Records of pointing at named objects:
..........

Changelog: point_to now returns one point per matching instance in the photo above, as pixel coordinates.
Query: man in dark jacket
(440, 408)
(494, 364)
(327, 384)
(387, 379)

..........

Required task:
Write out every line of the records above again, requests included, and shift each coordinate in the answers by -115.

Response to this task:
Changelog: point_to now returns one point per matching instance in the photo above, as pixel coordinates.
Query: man in dark jacket
(325, 293)
(379, 249)
(212, 269)
(272, 264)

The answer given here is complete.